# Minor Sketchup Problem - bug or my error?



## ThePickledZebra (Jul 19, 2008)

Hola!

I am a noob on this site and just getting started trying to design my first project. I have been playing with Google Sketchup to see what I can do. Here is a picture of a simple side-rail or arm for a sofa. When I tried to use the FollowMe tool to round off the arm, I ended up with new bizarre edges. Small ones, but nonetheless disconcerting. The starting arc was perpendicular to the FollowMe path, so I am a bit perplexed.

Any insight or suggestions would be most appreciated.


----------



## gwurst (Nov 28, 2007)

This topic may help you with the follow-me tool:

http://lumberjocks.com/topics/4063

If you're still stuck, I can look at your SKP file and see if I can see what is happening.


----------



## ThePickledZebra (Jul 19, 2008)

Greg, thanks for the reply. Unfortunately your link doesn't fix the issue, tho it is VERY close. I'm not sure how to attach the .skp files, so here's a series of pictures reproducing the "error" in simple steps.

1. Make block of material on axes.










2. Let's make an arc on the top surface left corner










3. Use push/pull to remove portion of the block. Draw new arc, as shown,










4. Extrude arc shape using FollowMe tool. (path was selected as all edges of top surface, not the surface itself)










5. Ok, that worked poorly. Maybe it's cuz of the overlap at this corner. Let's not select the path as the 
edges all along the top surface. Instead, we create a line segment near the corner of interest and leave it 
out of the selected path.










6. Extrude (FollowMe) again.










Oopsie!


----------



## gizmodyne (Mar 15, 2007)

Hi,

Are you trying to keep one part flat?

Sometimes you just have to erase left overs and redraw lines to "heal" your project.


----------



## Grumpy (Nov 9, 2007)

There have been some good posts on sketchup, might be worth checking them out.


----------



## ThePickledZebra (Jul 19, 2008)

Yes, I wanted at segment of the face in the foreground to remain flat.

It does seem to be a "bug" that I'll just have to clean up manually.

Ok. Thanks Giz and Grumpy.


----------



## gwurst (Nov 28, 2007)

Select just the top surface and use the follow-me tool. It worked on the test piece I just created from your pictures.


----------



## ThePickledZebra (Jul 19, 2008)

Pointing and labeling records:
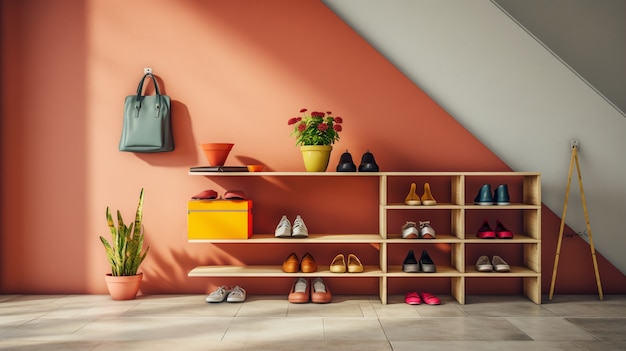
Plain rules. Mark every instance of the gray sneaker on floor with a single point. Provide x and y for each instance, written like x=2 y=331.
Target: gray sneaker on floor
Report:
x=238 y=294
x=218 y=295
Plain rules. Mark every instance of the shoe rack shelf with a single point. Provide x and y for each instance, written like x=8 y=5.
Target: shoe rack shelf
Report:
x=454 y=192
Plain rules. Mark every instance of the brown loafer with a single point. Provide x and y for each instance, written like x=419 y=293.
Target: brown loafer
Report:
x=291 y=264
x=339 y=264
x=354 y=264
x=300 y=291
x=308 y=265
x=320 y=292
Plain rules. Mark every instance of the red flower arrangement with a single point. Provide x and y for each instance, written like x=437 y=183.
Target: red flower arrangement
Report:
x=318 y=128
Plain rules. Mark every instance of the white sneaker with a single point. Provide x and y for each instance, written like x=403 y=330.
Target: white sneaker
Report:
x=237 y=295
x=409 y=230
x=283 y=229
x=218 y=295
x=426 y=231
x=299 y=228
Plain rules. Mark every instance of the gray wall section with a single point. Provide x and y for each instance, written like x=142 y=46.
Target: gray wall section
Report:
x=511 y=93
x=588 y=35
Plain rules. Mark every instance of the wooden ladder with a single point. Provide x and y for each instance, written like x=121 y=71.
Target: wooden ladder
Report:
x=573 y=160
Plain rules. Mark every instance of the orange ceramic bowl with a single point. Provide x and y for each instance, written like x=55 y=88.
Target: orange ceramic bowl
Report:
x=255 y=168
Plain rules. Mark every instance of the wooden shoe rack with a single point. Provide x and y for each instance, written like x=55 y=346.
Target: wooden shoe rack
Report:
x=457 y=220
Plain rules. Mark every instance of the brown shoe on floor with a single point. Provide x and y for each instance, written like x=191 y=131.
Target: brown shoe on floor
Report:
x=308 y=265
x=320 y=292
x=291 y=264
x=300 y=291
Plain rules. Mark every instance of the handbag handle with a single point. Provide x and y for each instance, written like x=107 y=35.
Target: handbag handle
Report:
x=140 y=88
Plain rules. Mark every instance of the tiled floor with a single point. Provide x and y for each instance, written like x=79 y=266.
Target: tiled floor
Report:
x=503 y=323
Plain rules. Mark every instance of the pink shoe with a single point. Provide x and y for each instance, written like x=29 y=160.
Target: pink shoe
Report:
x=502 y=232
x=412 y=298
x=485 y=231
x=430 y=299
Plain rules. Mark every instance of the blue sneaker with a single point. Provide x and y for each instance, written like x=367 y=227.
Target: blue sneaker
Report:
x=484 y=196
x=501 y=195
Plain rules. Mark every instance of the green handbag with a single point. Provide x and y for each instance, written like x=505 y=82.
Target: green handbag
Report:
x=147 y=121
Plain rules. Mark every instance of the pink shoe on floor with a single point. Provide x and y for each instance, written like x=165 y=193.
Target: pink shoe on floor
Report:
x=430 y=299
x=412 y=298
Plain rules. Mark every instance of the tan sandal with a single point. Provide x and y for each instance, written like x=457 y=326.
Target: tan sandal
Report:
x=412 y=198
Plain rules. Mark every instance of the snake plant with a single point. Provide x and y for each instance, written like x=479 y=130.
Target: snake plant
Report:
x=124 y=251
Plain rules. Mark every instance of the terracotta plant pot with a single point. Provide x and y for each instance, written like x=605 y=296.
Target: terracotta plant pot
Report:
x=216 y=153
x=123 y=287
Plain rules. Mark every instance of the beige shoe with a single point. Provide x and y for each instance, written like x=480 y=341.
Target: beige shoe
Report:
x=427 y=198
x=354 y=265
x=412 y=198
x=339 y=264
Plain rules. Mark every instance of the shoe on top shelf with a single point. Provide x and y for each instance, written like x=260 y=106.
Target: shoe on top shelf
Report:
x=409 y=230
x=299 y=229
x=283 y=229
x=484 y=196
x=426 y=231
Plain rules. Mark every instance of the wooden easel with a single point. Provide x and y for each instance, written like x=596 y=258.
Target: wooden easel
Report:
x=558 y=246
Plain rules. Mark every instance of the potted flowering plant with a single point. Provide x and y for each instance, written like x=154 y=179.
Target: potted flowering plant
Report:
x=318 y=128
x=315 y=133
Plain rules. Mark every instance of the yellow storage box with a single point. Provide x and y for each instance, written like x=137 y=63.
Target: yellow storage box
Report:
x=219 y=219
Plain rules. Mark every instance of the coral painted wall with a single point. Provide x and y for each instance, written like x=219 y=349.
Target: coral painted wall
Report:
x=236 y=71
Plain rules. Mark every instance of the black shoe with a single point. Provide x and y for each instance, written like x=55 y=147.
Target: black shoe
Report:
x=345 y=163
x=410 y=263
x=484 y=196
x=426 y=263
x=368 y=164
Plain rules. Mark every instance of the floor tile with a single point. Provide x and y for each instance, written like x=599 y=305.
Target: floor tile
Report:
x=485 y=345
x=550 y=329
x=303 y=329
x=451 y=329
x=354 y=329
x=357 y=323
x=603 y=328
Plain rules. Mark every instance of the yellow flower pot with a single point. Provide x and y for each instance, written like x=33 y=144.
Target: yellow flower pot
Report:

--

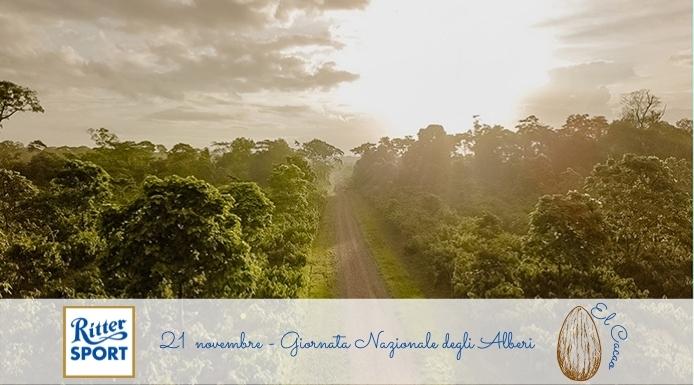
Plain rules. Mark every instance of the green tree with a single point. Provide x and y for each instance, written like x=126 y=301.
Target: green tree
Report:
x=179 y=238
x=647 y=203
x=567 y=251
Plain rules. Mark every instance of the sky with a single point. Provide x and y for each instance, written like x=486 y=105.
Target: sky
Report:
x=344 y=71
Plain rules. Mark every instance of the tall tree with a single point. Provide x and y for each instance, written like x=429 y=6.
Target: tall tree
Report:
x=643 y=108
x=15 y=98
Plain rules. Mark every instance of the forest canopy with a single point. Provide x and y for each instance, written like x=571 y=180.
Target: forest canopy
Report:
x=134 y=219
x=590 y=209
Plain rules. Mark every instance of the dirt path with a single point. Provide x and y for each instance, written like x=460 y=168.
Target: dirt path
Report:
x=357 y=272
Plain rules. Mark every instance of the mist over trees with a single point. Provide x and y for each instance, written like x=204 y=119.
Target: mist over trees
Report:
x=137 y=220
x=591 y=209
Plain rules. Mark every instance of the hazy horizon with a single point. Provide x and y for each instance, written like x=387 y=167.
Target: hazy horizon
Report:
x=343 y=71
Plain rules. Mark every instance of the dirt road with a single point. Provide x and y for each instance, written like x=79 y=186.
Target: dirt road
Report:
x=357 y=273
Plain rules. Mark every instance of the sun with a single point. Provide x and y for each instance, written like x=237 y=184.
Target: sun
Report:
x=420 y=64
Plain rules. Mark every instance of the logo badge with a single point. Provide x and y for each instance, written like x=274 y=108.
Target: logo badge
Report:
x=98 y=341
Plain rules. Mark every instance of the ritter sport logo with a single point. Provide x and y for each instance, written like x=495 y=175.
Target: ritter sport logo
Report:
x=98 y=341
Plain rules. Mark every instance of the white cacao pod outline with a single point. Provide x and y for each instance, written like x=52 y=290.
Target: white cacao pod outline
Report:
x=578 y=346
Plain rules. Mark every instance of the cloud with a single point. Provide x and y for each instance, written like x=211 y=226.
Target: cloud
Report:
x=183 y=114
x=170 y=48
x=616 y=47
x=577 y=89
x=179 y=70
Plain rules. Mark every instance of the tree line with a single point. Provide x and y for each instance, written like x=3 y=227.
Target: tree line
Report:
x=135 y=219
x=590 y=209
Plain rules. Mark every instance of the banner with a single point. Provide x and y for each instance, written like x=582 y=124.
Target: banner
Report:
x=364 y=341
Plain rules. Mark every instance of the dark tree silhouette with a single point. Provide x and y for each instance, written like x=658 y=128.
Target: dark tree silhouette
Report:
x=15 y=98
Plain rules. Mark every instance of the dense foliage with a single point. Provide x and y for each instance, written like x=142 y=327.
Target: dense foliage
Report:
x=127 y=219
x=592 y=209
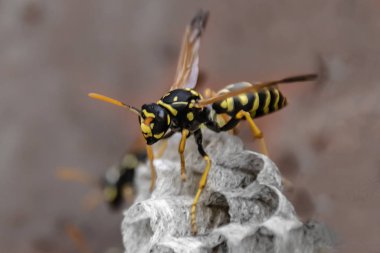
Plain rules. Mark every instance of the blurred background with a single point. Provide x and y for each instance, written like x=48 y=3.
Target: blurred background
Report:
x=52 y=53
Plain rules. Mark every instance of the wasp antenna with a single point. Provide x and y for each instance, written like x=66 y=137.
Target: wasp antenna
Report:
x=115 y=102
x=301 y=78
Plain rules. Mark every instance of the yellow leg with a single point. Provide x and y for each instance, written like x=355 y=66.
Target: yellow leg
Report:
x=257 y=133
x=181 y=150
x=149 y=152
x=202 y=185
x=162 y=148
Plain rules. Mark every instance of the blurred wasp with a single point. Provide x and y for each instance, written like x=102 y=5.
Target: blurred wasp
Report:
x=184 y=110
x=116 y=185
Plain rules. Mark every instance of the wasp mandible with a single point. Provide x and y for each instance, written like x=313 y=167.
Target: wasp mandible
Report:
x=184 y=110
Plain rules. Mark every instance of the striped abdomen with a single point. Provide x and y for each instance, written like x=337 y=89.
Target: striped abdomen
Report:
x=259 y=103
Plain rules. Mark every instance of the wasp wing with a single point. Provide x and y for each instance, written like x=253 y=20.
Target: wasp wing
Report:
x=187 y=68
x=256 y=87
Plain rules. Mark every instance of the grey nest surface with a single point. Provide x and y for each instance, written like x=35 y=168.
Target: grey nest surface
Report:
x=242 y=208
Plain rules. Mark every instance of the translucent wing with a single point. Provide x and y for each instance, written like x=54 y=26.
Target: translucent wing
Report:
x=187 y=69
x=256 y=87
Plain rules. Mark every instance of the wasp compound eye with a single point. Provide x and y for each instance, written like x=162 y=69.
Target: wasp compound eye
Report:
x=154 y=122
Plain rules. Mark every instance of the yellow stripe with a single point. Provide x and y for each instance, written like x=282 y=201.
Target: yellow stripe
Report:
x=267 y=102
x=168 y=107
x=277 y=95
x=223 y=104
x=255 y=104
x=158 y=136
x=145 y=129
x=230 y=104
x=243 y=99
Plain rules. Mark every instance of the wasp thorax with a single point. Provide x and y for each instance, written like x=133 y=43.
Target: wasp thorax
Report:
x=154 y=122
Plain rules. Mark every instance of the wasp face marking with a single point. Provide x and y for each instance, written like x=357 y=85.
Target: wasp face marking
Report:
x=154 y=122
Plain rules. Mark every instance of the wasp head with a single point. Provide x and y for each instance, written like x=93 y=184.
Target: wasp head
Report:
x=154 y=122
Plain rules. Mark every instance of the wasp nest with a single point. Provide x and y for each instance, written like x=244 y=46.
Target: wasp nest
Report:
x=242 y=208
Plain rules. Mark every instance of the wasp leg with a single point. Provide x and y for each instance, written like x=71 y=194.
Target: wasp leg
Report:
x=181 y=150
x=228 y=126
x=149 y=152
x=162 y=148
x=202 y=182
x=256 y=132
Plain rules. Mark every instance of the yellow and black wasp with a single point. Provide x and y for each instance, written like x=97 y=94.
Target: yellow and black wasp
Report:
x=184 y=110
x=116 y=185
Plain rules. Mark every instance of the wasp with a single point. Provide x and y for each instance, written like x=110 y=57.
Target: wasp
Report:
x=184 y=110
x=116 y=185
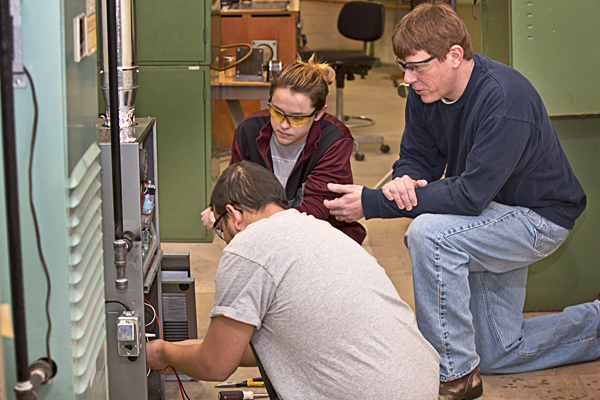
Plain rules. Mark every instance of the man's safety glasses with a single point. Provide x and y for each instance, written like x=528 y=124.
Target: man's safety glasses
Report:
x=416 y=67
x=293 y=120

...

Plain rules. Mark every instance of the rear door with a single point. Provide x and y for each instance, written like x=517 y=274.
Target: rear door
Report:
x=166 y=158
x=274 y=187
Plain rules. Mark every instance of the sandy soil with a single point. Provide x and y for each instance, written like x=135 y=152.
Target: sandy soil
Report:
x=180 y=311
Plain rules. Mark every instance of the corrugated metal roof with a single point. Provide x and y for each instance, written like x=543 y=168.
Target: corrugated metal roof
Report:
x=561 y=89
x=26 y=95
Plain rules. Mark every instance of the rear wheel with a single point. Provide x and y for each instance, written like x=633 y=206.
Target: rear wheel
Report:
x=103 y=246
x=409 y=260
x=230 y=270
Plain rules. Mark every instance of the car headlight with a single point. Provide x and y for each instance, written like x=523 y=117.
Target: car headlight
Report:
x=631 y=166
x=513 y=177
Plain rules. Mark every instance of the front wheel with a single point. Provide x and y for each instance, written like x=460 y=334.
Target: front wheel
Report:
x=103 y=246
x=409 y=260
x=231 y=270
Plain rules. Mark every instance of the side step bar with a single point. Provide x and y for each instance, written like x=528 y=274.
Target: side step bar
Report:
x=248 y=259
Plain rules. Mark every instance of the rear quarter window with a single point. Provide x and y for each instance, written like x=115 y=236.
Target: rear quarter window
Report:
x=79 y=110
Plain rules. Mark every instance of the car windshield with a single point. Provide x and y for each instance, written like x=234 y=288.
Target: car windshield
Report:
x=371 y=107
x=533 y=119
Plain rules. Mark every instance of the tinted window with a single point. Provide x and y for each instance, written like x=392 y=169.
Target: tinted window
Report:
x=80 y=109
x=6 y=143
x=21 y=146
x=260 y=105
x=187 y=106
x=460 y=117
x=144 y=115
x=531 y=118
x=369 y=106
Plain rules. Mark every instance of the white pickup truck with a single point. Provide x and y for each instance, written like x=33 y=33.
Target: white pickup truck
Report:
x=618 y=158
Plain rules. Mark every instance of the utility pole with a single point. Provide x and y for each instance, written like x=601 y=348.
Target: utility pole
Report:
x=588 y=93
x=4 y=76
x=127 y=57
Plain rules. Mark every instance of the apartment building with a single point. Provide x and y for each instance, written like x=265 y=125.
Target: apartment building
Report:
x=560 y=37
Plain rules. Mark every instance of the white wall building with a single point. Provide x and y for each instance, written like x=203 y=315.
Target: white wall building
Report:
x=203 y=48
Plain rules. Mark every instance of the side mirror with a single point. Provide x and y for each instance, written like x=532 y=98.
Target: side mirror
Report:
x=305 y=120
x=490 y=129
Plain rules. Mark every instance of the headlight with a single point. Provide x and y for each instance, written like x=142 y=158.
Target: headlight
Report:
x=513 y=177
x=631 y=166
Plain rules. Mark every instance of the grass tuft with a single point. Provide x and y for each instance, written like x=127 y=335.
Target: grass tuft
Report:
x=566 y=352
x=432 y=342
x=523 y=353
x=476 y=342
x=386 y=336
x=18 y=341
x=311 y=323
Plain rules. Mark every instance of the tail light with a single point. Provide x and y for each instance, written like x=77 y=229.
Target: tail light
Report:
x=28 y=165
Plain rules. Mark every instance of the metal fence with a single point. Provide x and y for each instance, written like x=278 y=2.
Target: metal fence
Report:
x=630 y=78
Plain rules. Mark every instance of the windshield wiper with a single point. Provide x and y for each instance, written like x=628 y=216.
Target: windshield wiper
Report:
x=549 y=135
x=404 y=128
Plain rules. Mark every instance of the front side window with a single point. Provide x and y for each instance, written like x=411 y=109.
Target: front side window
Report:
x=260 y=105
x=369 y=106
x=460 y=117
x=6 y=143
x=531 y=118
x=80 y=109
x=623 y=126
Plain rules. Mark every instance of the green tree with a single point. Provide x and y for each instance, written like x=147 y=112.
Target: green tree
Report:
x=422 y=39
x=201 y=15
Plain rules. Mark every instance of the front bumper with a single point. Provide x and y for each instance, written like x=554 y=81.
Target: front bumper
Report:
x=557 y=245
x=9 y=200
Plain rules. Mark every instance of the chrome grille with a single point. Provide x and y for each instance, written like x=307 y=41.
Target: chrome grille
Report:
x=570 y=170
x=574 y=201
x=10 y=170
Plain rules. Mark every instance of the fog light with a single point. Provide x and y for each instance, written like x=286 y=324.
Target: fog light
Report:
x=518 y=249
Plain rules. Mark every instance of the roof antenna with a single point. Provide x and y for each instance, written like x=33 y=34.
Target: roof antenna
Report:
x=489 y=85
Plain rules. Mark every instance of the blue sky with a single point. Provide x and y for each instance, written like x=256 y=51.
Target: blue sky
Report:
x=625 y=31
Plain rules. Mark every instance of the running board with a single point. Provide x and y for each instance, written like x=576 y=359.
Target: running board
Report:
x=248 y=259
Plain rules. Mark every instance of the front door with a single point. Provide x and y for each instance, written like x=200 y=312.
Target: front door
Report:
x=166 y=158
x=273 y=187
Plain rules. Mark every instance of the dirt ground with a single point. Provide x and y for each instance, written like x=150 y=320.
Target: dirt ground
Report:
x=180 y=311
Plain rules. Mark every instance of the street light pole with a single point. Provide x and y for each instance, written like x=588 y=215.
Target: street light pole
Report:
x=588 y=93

Request 1. In the records, reproduce the part that opens with the line containing "Plain rules. Mark every instance of the tiled" and closes with the line containing "x=147 y=121", including both of those lines.
Request 2. Continue the forum thread about the SketchUp FollowMe tool problem from the point where it stops.

Answer 1.
Plain rules. Mark every instance of the tiled floor with a single point. Provide x and y for each instance, written like x=79 y=266.
Target: tiled floor
Report:
x=503 y=323
Plain rules. Mark every instance of the pink shoe with a single point. Provide x and y for each instance, written like x=29 y=160.
Target: pink shoe
Report:
x=502 y=232
x=412 y=298
x=485 y=231
x=430 y=299
Plain rules. Mark every instance of the blue sneaker with a single point. Provide x and y for each instance, written like x=367 y=227.
Target: blue sneaker
Report:
x=484 y=196
x=501 y=195
Plain rules. Mark every instance of the green handbag with a single point. Provide x and y for each instance, written like x=505 y=82.
Target: green handbag
Report:
x=147 y=121

Answer 2.
Right! That works. How would you leave a section of the block flat? Say you wanted to use
the last 6 inches or so for some mortise/tenon work (as in my picture #6)?


----------



## gwurst (Nov 28, 2007)

Depends on which section you wanted flat. Can you draw a rough sketch of what you want it to look like?


----------



## ThePickledZebra (Jul 19, 2008)

I'd like it to look like Figure 6, without the splatter at the corner. 

I can figure out a workaround, I'm just curious now what is producing that error.

Thanks for your time and help, Greg.


----------



## gwurst (Nov 28, 2007)

Like this?










You can either manually drag the follow-me tool to where you want it or just draw a line that stops where you need it to stop and then select all the connecting edges before using the follow-me tool.


----------



## ThePickledZebra (Jul 19, 2008)

hmm… weird. That's exactly what I did - selected all the connecting edges before using the followme tool.


----------



## gwurst (Nov 28, 2007)

Try building the profile of your object while flat before pulling it up. That way you don't have any weird or missing geometry.


----------



## ThePickledZebra (Jul 19, 2008)

Problem solved! Thanks for hanging with me through this.


----------



## gwurst (Nov 28, 2007)

Glad to help! Did you figure something out or was it drawing the profile flat and pulling it up?


----------



## ThePickledZebra (Jul 19, 2008)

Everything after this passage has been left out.